▶ _Document segment_:
A report, disputed by farmers, finds that the economy
felt a minimal effect when water was withheld in 2001 to save imperiled
fish.
By Eric Bailey, Los Angelels Times Staff Writer, January 3, 2002
Back in the parched year of 2001, the water-starved farmers of the Klamath
Basin embraced what seemed a common-sense bit of conventional wisdom.
Everyone said that steep cuts that year in irrigation water, which for
generations had turned the fertile region into an agricultural oasis each
spring, were hitting hard in the pocketbook. By most accounts, the local
economy suffered a loss topping $250 million.
But an exhaustive study of the Klamath crisis has concluded the losses
weren't nearly so severe. In fact, the region might even have turned a
profit in a year dubbed a disaster.
The 400-page report produced by researchers at Oregon State University and
UC Davis estimates that the Klamath Basin, which straddles the
Oregon-California border, experienced at worst a loss of $11 million and
at best reaped $10 million in gains.
Environmentalists have jumped on that finding as proof of their long-held
belief that the 2001 crisis was overblown by the 1,400 farmers who grow
potatoes, onions, alfalfa and other crops across the basin's 235,000
agricultural acres.
But farmers say their pain was indeed genuine and that the economic study,
produced by a computer model, failed to reflect the real world.
"Seeing what happened around here, there's no way anyone is going to
accept the notion that 2001 was a wash," said Dan Keppen, Klamath Water
Users Assn. executive director. "These findings reflect the incredible
disconnect between folks in an academic setting and those who actually saw
what occurred on the ground."
The Klamath crisis erupted after a dry winter prompted federal officials
to cut off irrigation diversions so more water was available for two
species of endangered sucker fish in Upper Klamath Lake and coho salmon in
the river downstream.
Despite two years of fighting since the crisis erupted, little headway has
been made to resolve differences between farmers and a coalition of
environmentalists, fishermen and Native American tribes.
Authors of the report acknowledge that the 2001 growing season saw
considerable pain in the region. More than half the basin was left dry as
irrigation flows were reduced to help the fish, they determined.

▶ _To do_:
A. According to the Klamath Basin article, what range of economic outcomes for 2001 does the 400-page report estimate for the basin?
B. Which crops does the Klamath Basin article name as grown by the basin's farmers?
C. Resume the Klamath Basin article after its final sentence.

▶ _Raw data_:

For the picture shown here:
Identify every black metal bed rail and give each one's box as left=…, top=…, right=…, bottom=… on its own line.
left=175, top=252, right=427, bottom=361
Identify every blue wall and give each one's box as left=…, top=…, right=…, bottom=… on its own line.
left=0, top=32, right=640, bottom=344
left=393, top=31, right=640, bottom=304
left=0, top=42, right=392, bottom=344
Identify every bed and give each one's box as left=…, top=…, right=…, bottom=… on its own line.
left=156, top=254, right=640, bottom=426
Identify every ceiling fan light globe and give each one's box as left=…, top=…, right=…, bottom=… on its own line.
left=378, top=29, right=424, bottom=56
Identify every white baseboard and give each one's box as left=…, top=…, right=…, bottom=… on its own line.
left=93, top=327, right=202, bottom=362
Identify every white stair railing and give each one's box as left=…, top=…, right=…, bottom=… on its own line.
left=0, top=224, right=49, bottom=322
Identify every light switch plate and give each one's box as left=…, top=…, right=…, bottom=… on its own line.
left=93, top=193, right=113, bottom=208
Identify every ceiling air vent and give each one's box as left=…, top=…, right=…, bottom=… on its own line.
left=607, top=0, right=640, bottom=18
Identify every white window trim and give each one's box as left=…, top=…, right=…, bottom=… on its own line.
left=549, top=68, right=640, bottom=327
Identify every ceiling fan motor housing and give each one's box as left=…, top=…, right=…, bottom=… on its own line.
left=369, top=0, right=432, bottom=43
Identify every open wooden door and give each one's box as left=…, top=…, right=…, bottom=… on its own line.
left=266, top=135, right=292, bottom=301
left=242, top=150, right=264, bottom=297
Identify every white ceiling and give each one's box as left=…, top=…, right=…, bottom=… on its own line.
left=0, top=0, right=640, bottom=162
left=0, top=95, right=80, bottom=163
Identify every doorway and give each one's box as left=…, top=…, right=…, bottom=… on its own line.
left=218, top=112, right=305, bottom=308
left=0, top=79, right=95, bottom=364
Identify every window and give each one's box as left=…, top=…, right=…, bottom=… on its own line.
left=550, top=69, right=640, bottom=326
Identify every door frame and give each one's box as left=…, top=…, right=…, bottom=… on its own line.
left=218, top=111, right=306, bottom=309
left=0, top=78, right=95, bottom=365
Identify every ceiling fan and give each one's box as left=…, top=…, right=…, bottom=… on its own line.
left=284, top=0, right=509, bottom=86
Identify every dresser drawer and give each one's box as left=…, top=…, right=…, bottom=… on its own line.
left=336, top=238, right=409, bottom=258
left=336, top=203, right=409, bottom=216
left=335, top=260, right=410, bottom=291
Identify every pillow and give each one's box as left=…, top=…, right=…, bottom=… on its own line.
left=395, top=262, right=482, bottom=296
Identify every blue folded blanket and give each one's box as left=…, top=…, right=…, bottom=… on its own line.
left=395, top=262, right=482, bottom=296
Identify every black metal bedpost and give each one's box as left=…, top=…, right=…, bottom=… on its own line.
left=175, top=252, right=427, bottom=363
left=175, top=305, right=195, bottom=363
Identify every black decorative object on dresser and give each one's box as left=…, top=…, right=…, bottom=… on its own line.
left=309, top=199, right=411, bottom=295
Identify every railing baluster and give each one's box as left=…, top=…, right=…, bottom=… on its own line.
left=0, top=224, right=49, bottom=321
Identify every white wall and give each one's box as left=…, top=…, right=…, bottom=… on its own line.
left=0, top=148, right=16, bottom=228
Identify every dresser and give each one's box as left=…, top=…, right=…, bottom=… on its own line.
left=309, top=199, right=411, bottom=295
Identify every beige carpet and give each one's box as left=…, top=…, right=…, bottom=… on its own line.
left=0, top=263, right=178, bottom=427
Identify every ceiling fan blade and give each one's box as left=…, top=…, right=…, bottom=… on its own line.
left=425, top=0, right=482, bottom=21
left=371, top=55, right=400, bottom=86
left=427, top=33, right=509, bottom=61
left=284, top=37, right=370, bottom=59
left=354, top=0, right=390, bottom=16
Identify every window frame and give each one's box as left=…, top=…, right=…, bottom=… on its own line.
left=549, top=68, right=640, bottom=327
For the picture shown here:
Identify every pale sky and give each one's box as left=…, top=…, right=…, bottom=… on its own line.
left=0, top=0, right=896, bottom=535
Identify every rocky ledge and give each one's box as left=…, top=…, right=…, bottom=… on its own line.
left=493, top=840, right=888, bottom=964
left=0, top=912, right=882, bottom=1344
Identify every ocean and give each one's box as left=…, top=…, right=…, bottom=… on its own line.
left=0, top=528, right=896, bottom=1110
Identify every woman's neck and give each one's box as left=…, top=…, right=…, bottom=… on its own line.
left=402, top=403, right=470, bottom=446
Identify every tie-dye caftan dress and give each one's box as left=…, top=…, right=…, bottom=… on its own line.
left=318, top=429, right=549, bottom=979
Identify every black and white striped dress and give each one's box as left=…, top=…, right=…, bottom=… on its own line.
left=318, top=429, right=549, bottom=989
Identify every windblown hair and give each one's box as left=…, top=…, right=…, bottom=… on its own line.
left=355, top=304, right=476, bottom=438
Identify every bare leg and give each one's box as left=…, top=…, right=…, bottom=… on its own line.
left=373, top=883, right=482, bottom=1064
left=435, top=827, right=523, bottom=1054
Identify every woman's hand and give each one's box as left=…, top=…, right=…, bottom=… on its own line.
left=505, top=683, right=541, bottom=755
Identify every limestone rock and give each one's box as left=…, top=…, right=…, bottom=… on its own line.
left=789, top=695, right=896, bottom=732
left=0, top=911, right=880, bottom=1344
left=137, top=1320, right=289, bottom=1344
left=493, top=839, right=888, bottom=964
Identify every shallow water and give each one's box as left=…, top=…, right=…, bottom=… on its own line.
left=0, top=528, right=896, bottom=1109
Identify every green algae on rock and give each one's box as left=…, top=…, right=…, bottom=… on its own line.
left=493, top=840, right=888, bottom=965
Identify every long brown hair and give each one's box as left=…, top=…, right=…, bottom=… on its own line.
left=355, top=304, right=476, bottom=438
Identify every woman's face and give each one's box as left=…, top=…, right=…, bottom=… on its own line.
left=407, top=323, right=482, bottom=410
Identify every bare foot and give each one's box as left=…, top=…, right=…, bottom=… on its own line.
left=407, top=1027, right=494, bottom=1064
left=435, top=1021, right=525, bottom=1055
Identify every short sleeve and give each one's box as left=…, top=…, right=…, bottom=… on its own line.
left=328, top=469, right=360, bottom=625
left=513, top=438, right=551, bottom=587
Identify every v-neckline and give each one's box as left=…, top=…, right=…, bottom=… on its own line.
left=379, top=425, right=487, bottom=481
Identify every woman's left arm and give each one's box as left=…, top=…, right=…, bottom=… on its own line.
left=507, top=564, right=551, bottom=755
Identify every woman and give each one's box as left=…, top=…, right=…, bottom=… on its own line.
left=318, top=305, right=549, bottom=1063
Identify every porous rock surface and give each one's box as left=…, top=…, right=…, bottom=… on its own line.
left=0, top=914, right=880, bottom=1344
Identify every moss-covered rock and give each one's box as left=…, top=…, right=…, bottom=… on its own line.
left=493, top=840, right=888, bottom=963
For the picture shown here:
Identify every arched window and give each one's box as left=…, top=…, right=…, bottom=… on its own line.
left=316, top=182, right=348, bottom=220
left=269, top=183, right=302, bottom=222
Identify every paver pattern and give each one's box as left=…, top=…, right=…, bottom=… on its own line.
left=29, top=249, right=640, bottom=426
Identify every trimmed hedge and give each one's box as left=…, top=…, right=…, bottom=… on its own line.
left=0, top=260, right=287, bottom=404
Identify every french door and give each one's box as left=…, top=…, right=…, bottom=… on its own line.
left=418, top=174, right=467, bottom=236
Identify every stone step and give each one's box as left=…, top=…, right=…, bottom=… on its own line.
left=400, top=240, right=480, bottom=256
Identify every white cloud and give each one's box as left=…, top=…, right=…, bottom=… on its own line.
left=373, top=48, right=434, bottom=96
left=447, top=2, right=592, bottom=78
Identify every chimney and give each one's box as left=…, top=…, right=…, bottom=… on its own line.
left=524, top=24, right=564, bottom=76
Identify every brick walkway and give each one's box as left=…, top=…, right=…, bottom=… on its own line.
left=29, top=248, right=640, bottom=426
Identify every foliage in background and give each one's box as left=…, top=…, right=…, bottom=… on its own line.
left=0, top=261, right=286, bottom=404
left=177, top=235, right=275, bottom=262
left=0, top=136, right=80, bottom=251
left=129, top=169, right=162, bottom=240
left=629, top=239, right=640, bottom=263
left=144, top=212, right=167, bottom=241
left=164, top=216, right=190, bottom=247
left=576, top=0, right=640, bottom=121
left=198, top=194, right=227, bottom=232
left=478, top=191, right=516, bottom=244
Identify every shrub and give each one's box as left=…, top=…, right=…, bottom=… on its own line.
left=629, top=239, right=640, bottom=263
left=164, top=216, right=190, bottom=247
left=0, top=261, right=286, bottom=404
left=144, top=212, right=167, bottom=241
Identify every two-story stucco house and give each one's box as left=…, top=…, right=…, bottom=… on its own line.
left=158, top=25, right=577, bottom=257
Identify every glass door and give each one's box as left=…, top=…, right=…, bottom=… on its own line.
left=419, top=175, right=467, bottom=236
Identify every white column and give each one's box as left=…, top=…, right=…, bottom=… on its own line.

▶ _Answer set_:
A. At worst a loss of $11 million, and at best $10 million in gains.

B. Potatoes, onions, alfalfa

C.
But the flood of federal and state assistance that poured into the Klamath
region helped offset steep losses. The report estimated that net crop
revenue dropped between $27 million and $46 million, while between $35
million and $37 million in government aid went into the pockets of
farmers.
The report's authors note that their estimate did not figure in long-term
costs, such as depressed land values and agricultural contracts canceled
because of the water shortage. They also said that the real-world costs of
the water cutback didn't evaporate, but rather were shifted from the backs
of the farmers to the wallets of taxpayers.
Meanwhile, a separate study of the Klamath crisis by the Wilderness
Society determined that the bulk of the farm subsidies during 2001 went to
a small percentage of farmers.
The study determined that just 10 farm families in the basin collected
nearly 20% of the government subsidy money, with one pair of brothers
reaping nearly $900,000. Many of those families helped lead the fight for
increased bail-out money, said Pete Rafle of the Wilderness Society.
"Those who had the best connections got the most money."
In addition, farmers who leased agricultural land in federal wildlife
refuges in the basin reaped a disproportionate share, Rafle said. The 39
farm families that lease refuge land received nearly a third of the
federal funding distributed in 2001, according to the Wilderness Society
report.
Environmentalists would like to see farming halted on those refuge lands,
which each year serve as habitat for the biggest concentration of
migratory birds commuting on the Pacific Flyway. The subsidy money granted
refuge farmers in 2001 makes it only tougher to push them off, Rafle said.
"These people are profiting handsomely, so they have even more incentive
to stick it out."
Farmers on the refuge lands, considered the most fertile agricultural turf
in the entire basin, have long maintained that they suffered considerably
in 2001 and the government money only began to blunt the pain. They
contend that farming has a place on the refuges because crops serve as
food for migratory birds.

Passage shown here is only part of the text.